Exercise aim
Can you reproduce the entries below, request lines included, beginning at the line that contains "foliage with a point." and stopping after the last entry, with every coordinate value increased by 141? Leave the pictures out of your answer.

Location annotation dataset excerpts
----
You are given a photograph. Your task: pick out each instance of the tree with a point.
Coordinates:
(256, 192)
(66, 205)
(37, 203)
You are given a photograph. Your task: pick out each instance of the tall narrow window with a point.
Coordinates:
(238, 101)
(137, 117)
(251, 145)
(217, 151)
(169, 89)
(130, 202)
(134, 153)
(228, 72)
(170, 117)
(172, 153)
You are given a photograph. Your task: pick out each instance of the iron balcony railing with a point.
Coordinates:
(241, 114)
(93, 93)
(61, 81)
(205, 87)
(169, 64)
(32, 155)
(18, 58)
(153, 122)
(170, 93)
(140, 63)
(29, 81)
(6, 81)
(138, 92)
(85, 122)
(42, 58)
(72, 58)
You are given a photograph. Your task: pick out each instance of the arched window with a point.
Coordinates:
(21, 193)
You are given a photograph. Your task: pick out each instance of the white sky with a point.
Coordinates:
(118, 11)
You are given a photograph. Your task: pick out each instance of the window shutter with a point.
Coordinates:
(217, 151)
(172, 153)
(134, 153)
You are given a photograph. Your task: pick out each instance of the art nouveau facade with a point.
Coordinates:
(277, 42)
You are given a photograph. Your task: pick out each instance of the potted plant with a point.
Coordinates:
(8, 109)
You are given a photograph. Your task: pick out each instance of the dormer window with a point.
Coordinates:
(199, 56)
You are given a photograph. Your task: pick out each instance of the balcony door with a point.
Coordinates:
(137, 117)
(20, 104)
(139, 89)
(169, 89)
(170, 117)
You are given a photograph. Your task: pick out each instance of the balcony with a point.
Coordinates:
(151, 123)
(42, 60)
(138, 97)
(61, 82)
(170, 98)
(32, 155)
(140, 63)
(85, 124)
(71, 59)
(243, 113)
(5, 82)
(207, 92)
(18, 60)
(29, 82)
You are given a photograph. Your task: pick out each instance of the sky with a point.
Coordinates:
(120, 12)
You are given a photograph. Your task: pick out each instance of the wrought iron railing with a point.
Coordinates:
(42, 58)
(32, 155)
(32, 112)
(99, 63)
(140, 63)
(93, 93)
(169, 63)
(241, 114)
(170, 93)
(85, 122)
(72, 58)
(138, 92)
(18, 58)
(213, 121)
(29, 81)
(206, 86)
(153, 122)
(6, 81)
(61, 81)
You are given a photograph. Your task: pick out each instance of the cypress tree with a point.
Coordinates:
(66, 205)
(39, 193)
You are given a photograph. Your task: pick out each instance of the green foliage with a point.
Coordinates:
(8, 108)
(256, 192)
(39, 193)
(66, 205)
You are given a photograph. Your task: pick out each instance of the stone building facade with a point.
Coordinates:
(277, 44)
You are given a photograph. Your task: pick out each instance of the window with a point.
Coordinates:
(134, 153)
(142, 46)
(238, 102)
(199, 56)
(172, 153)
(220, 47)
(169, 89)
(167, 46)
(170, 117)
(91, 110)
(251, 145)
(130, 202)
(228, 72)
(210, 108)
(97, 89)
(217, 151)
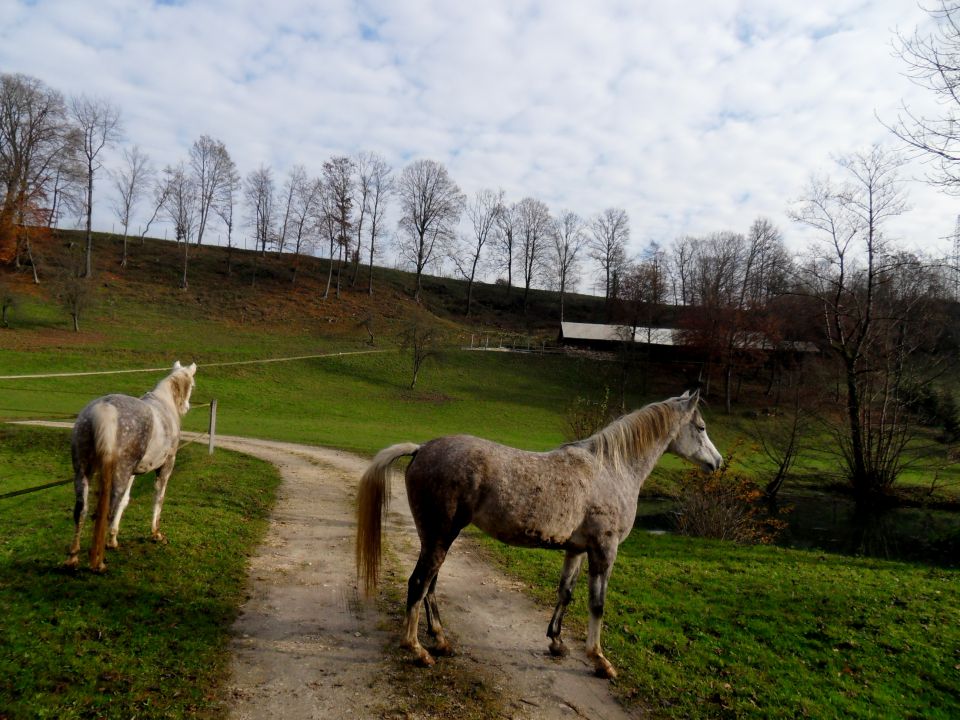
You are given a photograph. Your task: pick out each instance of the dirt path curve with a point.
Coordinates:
----
The answer
You are given a photograph. Your task: pick out each instance of the green foliage with a point.
Coordinates:
(149, 249)
(397, 333)
(180, 334)
(207, 346)
You are given a photograph. Your task: pick out each instance of the stone building facade with a point.
Coordinates:
(418, 185)
You are given a photograph. Your task: pick out each instance of the window with a point.
Coordinates:
(275, 294)
(283, 187)
(379, 243)
(340, 197)
(313, 294)
(361, 188)
(310, 230)
(308, 187)
(311, 258)
(232, 251)
(392, 286)
(271, 343)
(369, 213)
(351, 249)
(238, 230)
(358, 292)
You are given a photograph. Your task: pick out each instance of the dirt path curve with a point.
Coordinates:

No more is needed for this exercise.